I have been struggling with my belief too. I was raised in church and taught to believe in God. But after losing Cylas it has become very hard for me. I am angry at God for taking my son. I was talking to my mom the other night about this and she told me to be careful because your not supposed to get angry at God or question his intentions. But that doesn't mean that I don't. I WANT ANSWERS more than anything!! I WANT to know WHY? It gets so frustrating.
I don't like being angry at God, but I just can't find it within myself to fully rededicate my life to him when he didn't let me keep my son. But it's not just GOD that I am angry at. I am also angry my EX. He denied Cylas and I want to think that it's his fault Cylas died. If he didn't deny him then maybe just maybe he would still be here. Then of course I get angry at myself, because I was his mother and I should have been able to do more for him. So the anger isn't all focused on God, but the fact that he's a part of it is scary. I don't want to be punished. I don't want to lose my DD or the new addition to our family. I couldn't survive another loss, I just couldn't.
═══
| Prompt A |
Name each party the writer of the passage on losing Cylas says they are angry at.
| Prompt B |
Continue the passage on losing Cylas from its last sentence.

| Material provided |
═══
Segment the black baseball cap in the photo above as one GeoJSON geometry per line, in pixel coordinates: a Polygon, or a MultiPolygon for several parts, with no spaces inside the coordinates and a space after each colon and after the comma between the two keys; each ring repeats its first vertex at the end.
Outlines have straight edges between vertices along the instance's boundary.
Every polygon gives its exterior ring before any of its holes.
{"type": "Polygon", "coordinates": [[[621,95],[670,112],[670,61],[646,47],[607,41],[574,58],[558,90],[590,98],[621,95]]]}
═══
| Task response A |
God, the writer's ex, and the writer themself

| Task response B |
I am trying to find a way to cope with these feelings. I thought that it was okay to voice your feelings. I thought it was all apart of the healing process. I guess you can be angry with everything or everyone except God, at least that's how my mom made it sound. Losing Cylas has set me aside from everyone else. I do have questions, I do have alot of anger, and I didn't deserve to lose my son. I would have been a great mom to him and that was all taken away from me. If I am not supposed to blame God, then who do I blame. I prayed to him, I asked him to heal my son, I asked him to let me keep my son. And I got nothing, he took the son that I always wanted.
Cylas, it gets so hard. I find myself almost on a daily basis trying to find a way to vent my anger. Most of the time everything that I am feeling plays out in my head. I spend my days trying to look happy and I don't really want anyone to know how I really feel. I miss you enormously!!!!! What else can I do or say? Everyone questions the actions of someone, even God. But is it wrong? Am I wrong? Or is there any right or wrong?
I guess all I can really do is ask for prayer. I need to find some peace. I need to know that I am going to be ok. I need to know that everything is going to be alright.
(Cylas, please stay close to us. We love you with all of our hearts and we miss you just as much)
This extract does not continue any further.